* WRITTEN INSTRUCTION *
Tally the lines of the material below that contain the string "cloud", treating uppercase and lowercase as different, and give only the number.

* DATA SECTION *
# # # # #

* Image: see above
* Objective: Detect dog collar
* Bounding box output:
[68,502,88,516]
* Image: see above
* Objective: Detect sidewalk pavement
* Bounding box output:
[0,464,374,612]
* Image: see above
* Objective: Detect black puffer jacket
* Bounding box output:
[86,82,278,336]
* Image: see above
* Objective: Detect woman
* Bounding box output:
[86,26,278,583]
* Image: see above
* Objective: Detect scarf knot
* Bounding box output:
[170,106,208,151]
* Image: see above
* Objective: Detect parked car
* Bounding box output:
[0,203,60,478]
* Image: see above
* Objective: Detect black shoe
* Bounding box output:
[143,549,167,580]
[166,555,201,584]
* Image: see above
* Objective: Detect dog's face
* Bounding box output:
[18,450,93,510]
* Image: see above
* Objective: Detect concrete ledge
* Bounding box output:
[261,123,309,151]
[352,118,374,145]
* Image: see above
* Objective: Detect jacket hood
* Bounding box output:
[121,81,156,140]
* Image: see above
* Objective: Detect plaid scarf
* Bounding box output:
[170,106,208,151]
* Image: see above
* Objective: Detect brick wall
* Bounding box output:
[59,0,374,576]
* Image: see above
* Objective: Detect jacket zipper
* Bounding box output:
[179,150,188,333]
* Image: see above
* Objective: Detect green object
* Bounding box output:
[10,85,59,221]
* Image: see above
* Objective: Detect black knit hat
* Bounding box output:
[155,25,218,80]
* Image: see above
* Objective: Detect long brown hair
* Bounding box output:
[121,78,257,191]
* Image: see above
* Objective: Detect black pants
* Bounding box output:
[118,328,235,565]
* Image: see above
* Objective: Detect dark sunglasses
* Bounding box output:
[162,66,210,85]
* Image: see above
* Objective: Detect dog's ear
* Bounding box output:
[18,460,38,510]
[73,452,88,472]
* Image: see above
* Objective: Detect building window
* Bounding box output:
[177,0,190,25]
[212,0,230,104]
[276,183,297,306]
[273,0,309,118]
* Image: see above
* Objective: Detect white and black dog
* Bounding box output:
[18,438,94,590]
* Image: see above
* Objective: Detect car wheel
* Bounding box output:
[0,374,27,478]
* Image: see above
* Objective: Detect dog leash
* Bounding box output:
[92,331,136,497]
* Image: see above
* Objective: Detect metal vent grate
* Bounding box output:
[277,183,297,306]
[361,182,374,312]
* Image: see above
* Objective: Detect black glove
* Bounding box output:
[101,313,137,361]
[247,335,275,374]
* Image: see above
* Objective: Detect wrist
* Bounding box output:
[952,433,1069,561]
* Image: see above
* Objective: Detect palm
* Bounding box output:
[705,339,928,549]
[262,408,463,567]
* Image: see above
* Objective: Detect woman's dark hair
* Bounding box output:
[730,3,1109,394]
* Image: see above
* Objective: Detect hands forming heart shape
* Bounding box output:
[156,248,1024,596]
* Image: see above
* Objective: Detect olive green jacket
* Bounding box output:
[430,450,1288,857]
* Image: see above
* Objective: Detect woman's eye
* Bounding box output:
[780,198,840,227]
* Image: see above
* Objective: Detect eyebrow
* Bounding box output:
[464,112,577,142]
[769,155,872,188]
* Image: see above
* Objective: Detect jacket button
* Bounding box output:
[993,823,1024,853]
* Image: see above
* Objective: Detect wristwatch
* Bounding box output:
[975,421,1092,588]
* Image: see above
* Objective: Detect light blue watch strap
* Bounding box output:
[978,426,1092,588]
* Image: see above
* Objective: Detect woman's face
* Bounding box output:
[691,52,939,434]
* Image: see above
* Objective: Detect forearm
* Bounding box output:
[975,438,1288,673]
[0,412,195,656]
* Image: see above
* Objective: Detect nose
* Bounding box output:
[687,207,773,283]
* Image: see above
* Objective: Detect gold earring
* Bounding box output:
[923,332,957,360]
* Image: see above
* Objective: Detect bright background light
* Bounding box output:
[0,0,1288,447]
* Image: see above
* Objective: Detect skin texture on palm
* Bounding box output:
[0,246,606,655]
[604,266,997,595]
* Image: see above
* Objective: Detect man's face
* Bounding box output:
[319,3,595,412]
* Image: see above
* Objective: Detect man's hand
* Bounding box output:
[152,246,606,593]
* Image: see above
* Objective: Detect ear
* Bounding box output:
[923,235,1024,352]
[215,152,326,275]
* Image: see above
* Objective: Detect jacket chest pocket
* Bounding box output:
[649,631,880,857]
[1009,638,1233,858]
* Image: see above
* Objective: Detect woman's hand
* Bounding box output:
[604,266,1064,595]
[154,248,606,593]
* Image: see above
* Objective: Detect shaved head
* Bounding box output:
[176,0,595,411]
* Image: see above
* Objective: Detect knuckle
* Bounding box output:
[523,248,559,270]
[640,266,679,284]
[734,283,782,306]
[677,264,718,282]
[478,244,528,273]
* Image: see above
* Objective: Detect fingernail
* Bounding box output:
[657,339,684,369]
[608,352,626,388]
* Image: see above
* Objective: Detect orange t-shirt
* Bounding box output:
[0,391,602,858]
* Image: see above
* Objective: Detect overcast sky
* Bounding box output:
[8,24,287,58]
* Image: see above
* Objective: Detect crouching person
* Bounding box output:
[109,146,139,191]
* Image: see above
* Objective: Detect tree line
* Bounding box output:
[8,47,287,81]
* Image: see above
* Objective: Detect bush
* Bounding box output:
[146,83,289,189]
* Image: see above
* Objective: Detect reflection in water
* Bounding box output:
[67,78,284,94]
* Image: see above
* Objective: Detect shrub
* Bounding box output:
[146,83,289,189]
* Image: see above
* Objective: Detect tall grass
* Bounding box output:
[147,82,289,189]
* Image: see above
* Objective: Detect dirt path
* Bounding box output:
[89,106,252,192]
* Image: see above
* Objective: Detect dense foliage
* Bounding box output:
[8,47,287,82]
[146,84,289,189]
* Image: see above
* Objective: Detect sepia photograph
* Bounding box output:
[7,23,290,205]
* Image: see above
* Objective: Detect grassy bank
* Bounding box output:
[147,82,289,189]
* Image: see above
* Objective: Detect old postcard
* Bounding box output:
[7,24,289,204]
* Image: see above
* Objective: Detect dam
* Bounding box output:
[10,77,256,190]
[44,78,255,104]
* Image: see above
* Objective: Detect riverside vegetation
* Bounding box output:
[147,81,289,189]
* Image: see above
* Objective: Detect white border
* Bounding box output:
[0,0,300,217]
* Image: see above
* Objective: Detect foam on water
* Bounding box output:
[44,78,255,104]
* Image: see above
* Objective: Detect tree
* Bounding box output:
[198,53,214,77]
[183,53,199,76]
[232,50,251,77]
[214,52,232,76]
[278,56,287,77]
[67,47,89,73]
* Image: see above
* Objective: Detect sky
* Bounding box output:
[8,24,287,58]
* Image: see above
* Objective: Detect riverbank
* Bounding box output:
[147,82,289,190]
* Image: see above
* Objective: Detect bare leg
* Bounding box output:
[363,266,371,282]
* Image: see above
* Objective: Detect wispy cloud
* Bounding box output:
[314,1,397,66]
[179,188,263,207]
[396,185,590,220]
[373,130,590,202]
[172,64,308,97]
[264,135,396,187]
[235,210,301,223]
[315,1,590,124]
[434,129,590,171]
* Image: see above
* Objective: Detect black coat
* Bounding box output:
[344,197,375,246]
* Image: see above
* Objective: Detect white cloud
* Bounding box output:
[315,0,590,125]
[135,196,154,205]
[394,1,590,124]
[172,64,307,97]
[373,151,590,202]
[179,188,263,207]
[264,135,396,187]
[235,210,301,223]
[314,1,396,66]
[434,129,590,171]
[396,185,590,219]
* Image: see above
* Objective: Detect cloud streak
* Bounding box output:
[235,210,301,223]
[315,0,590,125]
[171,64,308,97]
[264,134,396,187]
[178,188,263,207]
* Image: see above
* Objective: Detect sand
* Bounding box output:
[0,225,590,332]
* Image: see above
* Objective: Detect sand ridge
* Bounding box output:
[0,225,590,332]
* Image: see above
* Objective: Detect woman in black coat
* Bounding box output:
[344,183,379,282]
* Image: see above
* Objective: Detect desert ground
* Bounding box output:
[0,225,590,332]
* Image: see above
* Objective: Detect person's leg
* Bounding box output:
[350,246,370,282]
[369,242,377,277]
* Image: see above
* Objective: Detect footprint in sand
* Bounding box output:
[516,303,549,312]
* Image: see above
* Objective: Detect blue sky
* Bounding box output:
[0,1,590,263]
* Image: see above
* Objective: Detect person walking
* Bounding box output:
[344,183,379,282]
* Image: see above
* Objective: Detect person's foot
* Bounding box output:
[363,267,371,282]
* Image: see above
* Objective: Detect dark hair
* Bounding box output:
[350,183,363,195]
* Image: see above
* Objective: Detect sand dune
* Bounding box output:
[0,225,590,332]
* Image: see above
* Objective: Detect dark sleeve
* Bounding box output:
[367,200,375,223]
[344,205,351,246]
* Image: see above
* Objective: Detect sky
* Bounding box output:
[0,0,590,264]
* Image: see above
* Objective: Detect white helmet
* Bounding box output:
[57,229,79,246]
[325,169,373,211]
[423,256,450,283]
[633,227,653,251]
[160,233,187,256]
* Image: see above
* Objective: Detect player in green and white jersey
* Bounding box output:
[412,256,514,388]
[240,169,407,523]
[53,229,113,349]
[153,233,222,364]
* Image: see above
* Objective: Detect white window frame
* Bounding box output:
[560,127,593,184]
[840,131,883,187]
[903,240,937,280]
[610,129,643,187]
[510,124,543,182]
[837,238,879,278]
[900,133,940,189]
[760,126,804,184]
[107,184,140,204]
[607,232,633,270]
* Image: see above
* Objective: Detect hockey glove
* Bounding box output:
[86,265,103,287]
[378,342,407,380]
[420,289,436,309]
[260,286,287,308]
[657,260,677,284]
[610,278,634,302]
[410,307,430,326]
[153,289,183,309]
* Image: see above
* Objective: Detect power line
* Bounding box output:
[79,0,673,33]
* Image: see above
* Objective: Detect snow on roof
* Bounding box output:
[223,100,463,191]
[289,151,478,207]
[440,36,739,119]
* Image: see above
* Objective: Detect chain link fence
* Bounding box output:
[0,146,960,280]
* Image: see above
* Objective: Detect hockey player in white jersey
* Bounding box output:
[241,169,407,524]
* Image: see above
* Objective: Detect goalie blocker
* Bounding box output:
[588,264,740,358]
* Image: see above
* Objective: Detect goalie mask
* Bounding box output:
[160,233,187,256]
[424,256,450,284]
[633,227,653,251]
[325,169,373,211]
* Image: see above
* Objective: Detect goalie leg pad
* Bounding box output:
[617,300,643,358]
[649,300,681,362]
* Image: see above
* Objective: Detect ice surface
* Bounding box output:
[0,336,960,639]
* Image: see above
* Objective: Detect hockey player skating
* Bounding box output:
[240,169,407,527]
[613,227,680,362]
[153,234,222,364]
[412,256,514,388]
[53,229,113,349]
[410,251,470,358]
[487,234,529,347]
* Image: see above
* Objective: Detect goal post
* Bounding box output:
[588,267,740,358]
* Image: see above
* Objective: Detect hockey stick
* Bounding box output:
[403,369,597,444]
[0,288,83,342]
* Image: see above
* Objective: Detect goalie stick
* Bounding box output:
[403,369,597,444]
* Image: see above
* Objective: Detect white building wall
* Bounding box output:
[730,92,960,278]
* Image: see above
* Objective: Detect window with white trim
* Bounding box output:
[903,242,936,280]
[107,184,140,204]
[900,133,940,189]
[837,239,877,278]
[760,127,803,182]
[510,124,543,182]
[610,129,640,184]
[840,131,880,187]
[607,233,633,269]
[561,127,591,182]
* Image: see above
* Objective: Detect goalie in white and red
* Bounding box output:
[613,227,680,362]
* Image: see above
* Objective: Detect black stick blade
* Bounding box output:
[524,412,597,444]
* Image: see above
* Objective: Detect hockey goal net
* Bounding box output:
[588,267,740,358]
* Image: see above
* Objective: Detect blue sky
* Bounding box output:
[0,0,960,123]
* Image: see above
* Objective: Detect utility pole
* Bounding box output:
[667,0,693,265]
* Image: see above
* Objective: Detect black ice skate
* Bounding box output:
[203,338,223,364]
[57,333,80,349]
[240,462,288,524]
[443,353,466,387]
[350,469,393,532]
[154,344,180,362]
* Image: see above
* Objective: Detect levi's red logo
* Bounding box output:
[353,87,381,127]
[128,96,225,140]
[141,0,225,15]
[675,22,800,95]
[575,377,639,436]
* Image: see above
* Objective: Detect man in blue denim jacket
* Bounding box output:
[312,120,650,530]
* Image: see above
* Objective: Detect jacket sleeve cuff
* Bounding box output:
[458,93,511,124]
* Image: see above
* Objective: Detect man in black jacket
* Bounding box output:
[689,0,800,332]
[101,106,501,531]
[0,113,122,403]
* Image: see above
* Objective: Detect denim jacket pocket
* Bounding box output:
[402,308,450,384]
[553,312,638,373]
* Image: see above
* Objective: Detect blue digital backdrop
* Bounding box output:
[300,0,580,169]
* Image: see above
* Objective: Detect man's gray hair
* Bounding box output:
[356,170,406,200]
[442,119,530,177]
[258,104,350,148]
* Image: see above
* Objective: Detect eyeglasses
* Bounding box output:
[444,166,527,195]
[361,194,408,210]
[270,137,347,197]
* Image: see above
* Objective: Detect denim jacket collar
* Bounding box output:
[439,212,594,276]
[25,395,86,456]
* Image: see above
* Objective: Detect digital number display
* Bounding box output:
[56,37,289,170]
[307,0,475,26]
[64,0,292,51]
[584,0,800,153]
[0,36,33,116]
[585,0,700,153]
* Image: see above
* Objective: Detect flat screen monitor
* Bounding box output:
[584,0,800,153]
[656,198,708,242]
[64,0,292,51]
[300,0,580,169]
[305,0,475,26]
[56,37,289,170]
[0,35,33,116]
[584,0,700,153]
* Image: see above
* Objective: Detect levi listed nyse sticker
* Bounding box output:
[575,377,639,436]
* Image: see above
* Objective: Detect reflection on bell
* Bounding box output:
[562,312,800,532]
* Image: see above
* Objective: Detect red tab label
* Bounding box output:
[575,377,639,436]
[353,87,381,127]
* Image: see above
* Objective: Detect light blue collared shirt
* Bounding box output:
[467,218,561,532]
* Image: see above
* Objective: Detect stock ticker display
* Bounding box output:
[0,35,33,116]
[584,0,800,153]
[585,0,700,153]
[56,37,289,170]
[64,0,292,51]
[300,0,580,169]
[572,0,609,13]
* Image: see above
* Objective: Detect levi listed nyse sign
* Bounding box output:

# # # # #

* OUTPUT OF THE TASK *
3